> _Work instruction_
Please write out each entry below exactly as it appears.
===== Listed records
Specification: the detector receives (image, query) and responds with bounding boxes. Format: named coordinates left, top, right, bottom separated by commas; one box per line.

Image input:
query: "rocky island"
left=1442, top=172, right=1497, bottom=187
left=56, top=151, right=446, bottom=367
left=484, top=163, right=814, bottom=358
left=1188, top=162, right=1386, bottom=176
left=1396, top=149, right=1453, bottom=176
==========
> _Solved exercise_
Specification: the detector receives (image, query) and responds with bounding boxes. Format: named coordinates left, top, right, bottom separated by commas; one box per line.

Image input:
query: "rocky island"
left=1442, top=172, right=1497, bottom=187
left=56, top=151, right=446, bottom=367
left=484, top=163, right=814, bottom=358
left=1188, top=162, right=1386, bottom=176
left=1396, top=149, right=1453, bottom=176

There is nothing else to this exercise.